_Extrait du document_:
L’agriculture représente environ 19 % des émissions de gaz à effet de serre françaises, principalement du méthane et du protoxyde d’azote. En 2019, le secteur de l’agriculture (hors usage ou changement d’usages des terres et foresterie) émettait 85 millions de tonnes de CO2 équivalent (MtCO2 eq), en baisse de 8 % par rapport à 1990. Voici les chiffres clés que rappelle à la tribune Sébastien Bouvatier, adjoint au sous-directeur de la performance environnementale et de la valorisation des territoires au ministère de l’Agriculture et de l’Alimentation, lors du 19e Forum international de la Météo et du climat, le 17 mai à l’Hôtel de Ville de Paris.
« L’élevage (fermentation entérique et gestion des déjections) est la source de 68 % des émissions nationales de méthane et la culture des sols (fertilisation minérale et organique) de 80 % des émissions nationales de protoxyde d’azote (N2O), complète le site notre-environnement.gouv.fr. Le secteur de l’agriculture intègre également environ 11 Mt de CO2 eq. liés à la consommation d’énergie par les engins agricoles et sylvicoles. »
Une question de réduction de GES
La dernière stratégie nationale bas-carbone (SNBC-2) objective une baisse des émissions qui relèvent de l’agriculture de -46 % en 2050 pour atteindre 48 MtCO2 eq en 2050. Elle prévoit une étape de -18 % en 2030. L’État travaille actuellement sur la SNBC-3 qui sera finalisée en 2024. Elle fixera de nouveaux objectifs nationaux pour intégrer les nouveaux objectifs européens du paquet Fit for 55.

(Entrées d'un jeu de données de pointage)
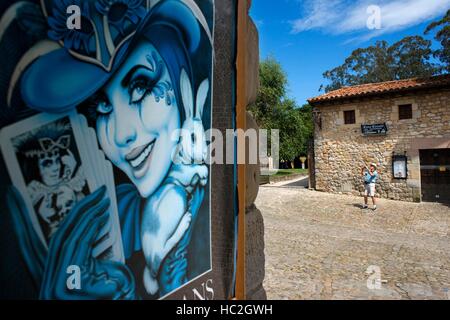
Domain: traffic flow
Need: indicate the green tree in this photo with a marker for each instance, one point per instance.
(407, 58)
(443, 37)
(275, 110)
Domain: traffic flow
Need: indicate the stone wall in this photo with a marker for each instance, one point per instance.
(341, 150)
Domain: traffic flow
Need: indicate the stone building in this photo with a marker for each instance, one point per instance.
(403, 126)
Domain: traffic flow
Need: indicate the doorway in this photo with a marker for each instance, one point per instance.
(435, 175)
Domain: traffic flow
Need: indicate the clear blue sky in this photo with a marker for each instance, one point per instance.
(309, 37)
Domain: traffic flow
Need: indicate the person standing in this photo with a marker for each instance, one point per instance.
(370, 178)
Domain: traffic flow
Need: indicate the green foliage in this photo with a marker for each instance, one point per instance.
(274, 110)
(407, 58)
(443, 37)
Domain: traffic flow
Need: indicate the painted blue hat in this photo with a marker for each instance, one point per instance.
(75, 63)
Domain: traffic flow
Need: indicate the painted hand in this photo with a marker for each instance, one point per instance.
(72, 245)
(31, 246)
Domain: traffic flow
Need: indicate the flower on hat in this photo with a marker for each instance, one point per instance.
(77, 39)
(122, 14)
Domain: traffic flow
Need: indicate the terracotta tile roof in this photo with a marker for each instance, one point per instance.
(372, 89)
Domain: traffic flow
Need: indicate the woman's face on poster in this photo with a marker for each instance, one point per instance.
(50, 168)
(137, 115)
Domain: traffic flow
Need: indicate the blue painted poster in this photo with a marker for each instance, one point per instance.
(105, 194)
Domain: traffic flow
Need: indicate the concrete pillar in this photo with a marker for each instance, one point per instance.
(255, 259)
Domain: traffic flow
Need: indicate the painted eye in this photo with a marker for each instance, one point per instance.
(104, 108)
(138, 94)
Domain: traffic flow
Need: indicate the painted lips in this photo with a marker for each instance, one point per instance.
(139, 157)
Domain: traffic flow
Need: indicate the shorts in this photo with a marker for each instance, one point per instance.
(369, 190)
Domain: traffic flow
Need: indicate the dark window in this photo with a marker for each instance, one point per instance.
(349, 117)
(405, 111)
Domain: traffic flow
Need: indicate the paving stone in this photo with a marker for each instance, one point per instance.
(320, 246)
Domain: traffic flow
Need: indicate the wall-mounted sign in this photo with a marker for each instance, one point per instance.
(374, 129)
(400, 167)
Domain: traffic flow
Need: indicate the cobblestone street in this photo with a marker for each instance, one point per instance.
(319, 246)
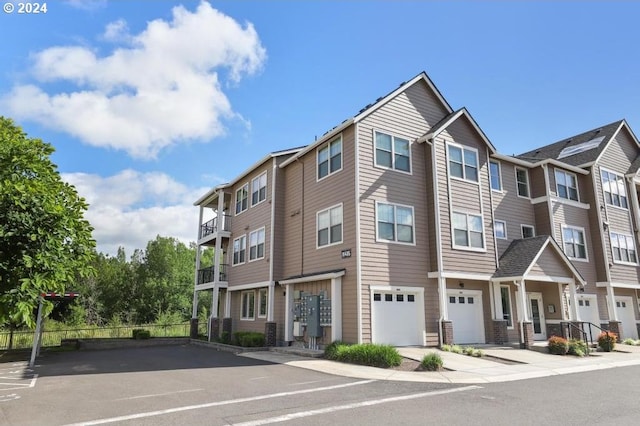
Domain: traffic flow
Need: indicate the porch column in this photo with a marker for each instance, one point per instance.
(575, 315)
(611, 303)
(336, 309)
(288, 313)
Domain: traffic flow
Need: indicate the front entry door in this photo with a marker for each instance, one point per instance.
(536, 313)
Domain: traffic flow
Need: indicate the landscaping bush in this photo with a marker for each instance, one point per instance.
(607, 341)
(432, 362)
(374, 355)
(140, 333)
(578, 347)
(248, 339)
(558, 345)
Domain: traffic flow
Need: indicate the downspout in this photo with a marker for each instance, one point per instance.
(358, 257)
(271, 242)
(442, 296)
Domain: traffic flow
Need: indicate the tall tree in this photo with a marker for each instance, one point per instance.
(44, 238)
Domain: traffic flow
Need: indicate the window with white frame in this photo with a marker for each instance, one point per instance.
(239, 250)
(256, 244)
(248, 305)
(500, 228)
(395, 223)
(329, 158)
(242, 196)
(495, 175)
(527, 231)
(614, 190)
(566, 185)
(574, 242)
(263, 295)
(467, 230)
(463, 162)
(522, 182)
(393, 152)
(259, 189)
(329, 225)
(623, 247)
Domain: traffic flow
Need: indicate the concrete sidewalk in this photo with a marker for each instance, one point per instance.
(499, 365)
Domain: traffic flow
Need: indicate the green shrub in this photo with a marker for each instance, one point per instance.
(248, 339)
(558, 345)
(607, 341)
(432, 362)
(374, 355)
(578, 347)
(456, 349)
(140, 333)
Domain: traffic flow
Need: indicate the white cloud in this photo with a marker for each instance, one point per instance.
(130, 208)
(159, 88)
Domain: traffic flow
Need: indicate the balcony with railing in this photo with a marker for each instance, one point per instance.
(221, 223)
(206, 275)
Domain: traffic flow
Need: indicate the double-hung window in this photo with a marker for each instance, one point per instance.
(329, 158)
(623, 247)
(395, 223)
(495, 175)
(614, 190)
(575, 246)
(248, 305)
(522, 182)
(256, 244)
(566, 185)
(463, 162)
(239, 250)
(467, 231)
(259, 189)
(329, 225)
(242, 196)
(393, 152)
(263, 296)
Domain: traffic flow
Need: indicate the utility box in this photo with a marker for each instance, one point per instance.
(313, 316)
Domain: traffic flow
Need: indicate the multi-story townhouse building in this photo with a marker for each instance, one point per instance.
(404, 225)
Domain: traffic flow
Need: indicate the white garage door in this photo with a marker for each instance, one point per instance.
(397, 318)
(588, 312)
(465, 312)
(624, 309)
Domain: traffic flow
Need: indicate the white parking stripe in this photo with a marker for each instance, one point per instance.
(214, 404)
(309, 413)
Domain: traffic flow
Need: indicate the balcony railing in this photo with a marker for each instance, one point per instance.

_À faire_:
[1] Dans l'extrait, réécrivez sous forme de liste le paragraphe qui commence par « La dernière stratégie nationale bas-carbone » en gardant ses faits principaux.
[2] Relevez, s'il vous plaît, chaque ligne de la liste qui contient la chaîne "green". La casse compte.
L'extrait et la liste n'ont aucun rapport entre eux.

_Corrigé_:
[1]
- La SNBC-2 vise une baisse de 46 % des émissions de l'agriculture d'ici 2050, pour atteindre 48 MtCO2 eq.
- Elle prévoit une étape de -18 % en 2030.
- L'État prépare la SNBC-3, qui sera finalisée en 2024.
- La SNBC-3 fixera de nouveaux objectifs nationaux intégrant les nouveaux objectifs européens du paquet Fit for 55.

[2]
Need: indicate the green tree in this photo with a marker for each instance, one point per instance.
Need: indicate the green foliage in this photo with a marker for each instance, one point per instance.
Need: indicate the green shrub in this photo with a marker for each instance, one point per instance.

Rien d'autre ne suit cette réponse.